• **Document section**:
--- START ---
# is there much construction work in melbourne



## davidn330 (Dec 1, 2008)

hi,im thinking of moving to melbourne in january im a qualified plumber from ireland. is there alot of construction going on out there right now??? please help


----------



## Bluecookie (Aug 28, 2008)

davidn330 said:


> hi,im thinking of moving to melbourne in january im a qualified plumber from ireland. is there alot of construction going on out there right now??? please help


Hi, i work for a big construction company and ive been sponsered to work in Brisbane. I looked at Melbourne before i got my job but TBH i couldn't see much construction, i could be wrong but the best places are Brisbane, Western Australia is pretty booming at the momnet.

Hels


----------



## Tiffani (Dec 4, 2007)

The Brumby Government in Melbourne (Victorian Parliament) has basically rescinded their efforts to halt urban sprawl as of yesterday. So there may be a boom in construction coming but a lot depends on the demands of the market, too. If people stop buying houses due to the recession, builders will stop building them. At the moment given the global economic situation, it's really a crap-shoot. But it is with any job.


----------



## IrishAngel (Mar 12, 2008)

davidn330 said:


> hi,im thinking of moving to melbourne in january im a qualified plumber from ireland. is there alot of construction going on out there right now??? please help



Hi David,

We just moved from ireland to melbourne a month ago, my husband is a bricky and i am a site clerk, there is oceans of work here and the money is better than at home in this current climate, he takes home at least $2000 per week, and life is great here especially if you have kids.

Good luck

Paula


----------



## UK2Oz (Dec 4, 2008)

I have to agree with Paula, a lot of our clients are just walking in to jobs when they arrive and are even in the position to play one employer off against the other to acheive a better wage. If you are struggling when you get here give me a shout and I will give you a few contacts.


----------



## Bluecookie (Aug 28, 2008)

IrishAngel said:


> Hi David,
> 
> We just moved from ireland to melbourne a month ago, my husband is a bricky and i am a site clerk, there is oceans of work here and the money is better than at home in this current climate, he takes home at least $2000 per week, and life is great here especially if you have kids.
> 
> ...


Ahh there you go i was wondering if Melbourne was good too. Seems like most of Australia is good for construction then. Thats good to hear.

Hels


----------



## Irishlass (Sep 4, 2008)
--- END ---
• **Dataset extract**:
--- START ---
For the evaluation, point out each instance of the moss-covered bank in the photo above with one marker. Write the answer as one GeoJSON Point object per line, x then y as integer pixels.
--- END ---
• **Task requirements**:
(a) Do these statements agree with the Melbourne construction thread above: (i) Paula's husband works as a bricklayer, (ii) the Brumby Government has stepped up its efforts to halt urban sprawl, (iii) UK2Oz offers contacts to anyone who struggles after arriving? Give yes or no for each, with the deciding words from the thread quoted exactly.
(b) Can you carry on the Melbourne construction thread by writing the post that follows its final Irishlass header?

• **Responses by task**:
(a)
(i) Yes: "my husband is a bricky"
(ii) No: "has basically rescinded their efforts to halt urban sprawl"
(iii) Yes: "If you are struggling when you get here give me a shout and I will give you a few contacts."

(b)
Hi, my fiance is a finishing foreman/Site manager but has no trade or qualifications. Do you know of any recruitment agencies that he can contact to get sponsored. We're getting married in March and would hope to move asap.
Thanks


----------



## UK2Oz (Dec 4, 2008)

Try Nextstep Australia Next Step Australia, they have found work and sponsorship deals for quite a few of our clients. Good luck!!


----------



## Mark Rielly (May 14, 2012)

*Plastering*

Hi there ,I'm a self employed plasterer from scotland who has been running my own business for 4 years now.I am planning on moving to oz within the year and was wandering if Perth would have work for tradesmen like myself ??? Any info would be greatly appreciated


----------



## Riza2012 (Mar 2, 2012)

Mark Rielly said:


> Hi there ,I'm a self employed plasterer from scotland who has been running my own business for 4 years now.I am planning on moving to oz within the year and was wandering if Perth would have work for tradesmen like myself ??? Any info would be greatly appreciated


r u certified plasterer, and do u alrdy have permanent visa?


----------



## AngiW (May 18, 2010)

UK2Oz said:


> I have to agree with Paula, a lot of our clients are just walking in to jobs when they arrive and are even in the position to play one employer off against the other to acheive a better wage. If you are struggling when you get here give me a shout and I will give you a few contacts.


Hi,

that sounds great news as I have just got my visa approved today and I am looking to move to Melbourne in July. i am a site foreman/manager in Ireland luckly working up until July and I am greatful of any help in finding a job.

Barry


----------



## Weebie (Sep 16, 2009)

Yeah Plumbing is pretty much the best trade to have coming to Australia IMO.


----------



## Mark Rielly (May 14, 2012)

Well here know one really gets certified as such it's more on site training of which I done my full four years  In regards to the visa I am applying for a 3 month working holiday visa to see if me and the good lady can settle before we apply for permanent visas


----------



## paul1steyn (Jul 16, 2014)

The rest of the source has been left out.